WHAT YOU SHOULD DO » How many lines in the rows below contain the case-sensitive string "Query"? Reply with the number alone.

+---+

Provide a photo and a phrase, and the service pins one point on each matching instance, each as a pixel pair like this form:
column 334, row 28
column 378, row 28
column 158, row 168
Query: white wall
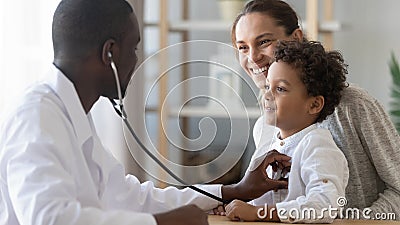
column 371, row 31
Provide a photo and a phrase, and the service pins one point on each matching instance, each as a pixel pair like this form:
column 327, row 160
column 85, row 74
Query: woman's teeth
column 260, row 70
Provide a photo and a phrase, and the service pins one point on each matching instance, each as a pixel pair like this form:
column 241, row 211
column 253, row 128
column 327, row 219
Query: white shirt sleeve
column 322, row 168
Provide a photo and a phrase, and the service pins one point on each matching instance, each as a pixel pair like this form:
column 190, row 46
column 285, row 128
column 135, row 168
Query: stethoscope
column 119, row 109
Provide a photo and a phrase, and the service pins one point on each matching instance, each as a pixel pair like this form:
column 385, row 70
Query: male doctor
column 53, row 167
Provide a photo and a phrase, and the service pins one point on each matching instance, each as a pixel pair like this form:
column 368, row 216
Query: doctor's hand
column 184, row 215
column 256, row 183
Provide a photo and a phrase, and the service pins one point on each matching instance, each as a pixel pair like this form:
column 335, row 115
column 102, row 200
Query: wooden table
column 222, row 220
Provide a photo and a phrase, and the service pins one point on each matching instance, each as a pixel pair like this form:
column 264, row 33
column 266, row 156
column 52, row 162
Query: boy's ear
column 316, row 104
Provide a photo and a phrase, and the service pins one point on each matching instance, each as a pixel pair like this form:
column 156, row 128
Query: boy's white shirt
column 318, row 177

+---+

REPLY » 9